Look over the data below and give the number of lines containing the word "green", with no other words.

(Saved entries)
- - -

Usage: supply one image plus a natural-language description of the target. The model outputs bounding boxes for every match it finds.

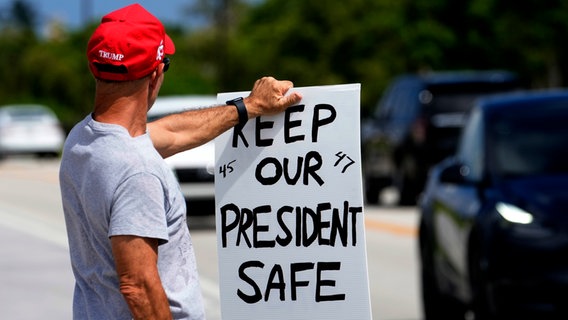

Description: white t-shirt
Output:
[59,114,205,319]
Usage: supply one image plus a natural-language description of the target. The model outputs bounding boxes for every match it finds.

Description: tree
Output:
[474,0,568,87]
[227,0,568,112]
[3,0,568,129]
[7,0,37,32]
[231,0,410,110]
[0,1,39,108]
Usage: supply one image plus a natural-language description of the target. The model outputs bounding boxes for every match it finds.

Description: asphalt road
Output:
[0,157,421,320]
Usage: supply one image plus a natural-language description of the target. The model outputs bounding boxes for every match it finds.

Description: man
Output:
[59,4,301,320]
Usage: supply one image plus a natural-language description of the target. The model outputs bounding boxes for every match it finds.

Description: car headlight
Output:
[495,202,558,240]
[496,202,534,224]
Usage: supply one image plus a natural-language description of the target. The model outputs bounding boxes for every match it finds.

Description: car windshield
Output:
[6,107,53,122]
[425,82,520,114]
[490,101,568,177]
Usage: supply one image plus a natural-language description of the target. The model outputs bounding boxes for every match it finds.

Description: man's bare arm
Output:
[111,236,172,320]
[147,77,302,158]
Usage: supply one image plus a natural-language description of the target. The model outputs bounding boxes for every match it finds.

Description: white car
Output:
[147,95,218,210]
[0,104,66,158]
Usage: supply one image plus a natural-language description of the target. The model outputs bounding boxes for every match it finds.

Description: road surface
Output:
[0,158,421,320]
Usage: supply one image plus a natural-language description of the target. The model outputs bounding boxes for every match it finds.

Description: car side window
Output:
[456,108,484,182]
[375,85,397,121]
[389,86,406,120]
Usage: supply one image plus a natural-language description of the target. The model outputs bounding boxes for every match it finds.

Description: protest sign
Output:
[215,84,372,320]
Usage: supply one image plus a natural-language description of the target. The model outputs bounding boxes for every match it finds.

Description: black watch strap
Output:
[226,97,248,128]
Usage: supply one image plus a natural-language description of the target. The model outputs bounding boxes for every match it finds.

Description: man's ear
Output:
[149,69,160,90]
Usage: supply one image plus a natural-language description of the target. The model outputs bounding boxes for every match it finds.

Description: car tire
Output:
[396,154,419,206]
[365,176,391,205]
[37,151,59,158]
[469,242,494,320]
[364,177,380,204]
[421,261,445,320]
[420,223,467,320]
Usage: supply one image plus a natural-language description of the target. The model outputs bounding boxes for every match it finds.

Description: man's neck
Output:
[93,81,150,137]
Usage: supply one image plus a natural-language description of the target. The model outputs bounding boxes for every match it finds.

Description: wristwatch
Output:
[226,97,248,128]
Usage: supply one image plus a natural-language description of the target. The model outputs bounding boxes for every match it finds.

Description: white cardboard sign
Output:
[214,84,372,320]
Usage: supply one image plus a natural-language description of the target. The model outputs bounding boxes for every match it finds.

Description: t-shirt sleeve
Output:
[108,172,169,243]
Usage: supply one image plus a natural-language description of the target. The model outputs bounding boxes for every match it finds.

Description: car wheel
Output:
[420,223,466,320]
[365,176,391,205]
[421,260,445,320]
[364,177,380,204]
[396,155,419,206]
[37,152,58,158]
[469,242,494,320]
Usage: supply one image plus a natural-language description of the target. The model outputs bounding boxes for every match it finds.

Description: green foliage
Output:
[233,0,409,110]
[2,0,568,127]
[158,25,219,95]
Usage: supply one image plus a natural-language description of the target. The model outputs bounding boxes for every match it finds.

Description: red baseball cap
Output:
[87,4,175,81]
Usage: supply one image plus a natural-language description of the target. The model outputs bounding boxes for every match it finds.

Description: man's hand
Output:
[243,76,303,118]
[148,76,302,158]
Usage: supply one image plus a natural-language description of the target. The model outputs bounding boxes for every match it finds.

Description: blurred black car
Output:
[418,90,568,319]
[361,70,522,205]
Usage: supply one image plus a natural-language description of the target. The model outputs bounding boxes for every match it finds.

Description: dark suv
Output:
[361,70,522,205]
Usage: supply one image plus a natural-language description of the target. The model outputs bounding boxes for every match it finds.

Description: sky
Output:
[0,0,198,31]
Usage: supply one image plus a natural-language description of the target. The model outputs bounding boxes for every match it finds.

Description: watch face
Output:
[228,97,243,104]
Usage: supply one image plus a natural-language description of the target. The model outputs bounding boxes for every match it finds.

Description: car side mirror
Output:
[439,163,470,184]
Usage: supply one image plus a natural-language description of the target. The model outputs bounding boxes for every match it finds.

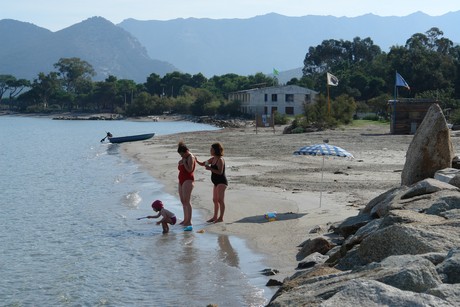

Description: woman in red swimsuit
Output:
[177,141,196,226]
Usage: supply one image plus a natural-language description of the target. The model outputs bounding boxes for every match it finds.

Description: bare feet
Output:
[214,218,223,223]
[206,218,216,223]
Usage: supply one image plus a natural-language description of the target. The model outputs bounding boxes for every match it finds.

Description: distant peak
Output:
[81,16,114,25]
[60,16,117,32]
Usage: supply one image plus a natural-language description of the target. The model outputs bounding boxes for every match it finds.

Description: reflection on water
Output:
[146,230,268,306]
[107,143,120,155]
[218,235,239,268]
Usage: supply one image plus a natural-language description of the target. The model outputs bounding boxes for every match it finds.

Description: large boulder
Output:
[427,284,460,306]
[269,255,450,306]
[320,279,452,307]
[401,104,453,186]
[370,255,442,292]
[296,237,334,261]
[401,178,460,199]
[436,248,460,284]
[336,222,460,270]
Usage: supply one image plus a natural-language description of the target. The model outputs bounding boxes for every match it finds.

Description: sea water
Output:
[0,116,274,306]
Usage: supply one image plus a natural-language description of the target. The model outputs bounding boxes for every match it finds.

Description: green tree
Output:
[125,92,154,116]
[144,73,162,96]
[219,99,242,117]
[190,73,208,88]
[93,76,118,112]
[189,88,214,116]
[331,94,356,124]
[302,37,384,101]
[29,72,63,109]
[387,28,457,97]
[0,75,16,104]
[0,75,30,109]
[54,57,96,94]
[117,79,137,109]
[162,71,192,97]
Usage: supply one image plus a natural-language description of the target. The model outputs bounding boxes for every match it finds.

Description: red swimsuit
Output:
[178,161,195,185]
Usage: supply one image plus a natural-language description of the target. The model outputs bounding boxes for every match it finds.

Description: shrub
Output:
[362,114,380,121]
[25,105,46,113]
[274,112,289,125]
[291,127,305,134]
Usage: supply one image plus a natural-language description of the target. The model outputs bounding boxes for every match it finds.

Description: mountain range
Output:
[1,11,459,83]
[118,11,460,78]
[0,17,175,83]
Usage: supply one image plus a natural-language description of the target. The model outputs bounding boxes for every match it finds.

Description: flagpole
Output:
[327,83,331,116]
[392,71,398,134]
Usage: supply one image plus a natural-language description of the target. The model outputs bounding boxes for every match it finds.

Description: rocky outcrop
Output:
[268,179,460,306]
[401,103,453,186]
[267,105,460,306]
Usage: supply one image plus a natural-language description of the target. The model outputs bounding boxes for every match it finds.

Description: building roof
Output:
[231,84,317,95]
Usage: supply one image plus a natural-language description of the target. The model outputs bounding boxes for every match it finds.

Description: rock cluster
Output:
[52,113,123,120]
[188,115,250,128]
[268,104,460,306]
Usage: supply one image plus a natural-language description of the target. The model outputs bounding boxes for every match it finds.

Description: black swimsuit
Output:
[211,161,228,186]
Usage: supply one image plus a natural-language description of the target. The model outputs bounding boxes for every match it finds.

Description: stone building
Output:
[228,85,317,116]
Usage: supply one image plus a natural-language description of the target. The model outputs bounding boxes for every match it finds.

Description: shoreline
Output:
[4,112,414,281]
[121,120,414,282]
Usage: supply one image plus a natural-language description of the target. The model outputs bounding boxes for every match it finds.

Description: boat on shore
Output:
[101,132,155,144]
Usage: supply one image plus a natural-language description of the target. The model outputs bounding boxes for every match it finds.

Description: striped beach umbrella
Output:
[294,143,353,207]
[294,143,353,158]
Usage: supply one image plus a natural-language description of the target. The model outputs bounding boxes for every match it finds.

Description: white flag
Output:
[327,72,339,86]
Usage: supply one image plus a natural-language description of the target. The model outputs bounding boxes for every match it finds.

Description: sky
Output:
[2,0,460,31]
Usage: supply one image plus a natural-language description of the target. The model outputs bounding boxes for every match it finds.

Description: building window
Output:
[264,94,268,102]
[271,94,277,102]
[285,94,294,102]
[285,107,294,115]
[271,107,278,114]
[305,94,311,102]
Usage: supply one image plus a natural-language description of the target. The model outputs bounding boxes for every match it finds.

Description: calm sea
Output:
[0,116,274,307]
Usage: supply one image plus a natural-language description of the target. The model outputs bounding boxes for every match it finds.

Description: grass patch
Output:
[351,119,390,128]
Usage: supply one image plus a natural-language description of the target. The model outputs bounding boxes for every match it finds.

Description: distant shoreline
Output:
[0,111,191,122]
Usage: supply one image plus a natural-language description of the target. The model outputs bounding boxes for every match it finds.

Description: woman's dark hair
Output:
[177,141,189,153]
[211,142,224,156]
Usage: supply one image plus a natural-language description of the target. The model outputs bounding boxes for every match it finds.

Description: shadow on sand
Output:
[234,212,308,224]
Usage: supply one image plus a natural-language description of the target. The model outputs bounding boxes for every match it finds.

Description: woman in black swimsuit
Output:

- - -

• Problem solution: 2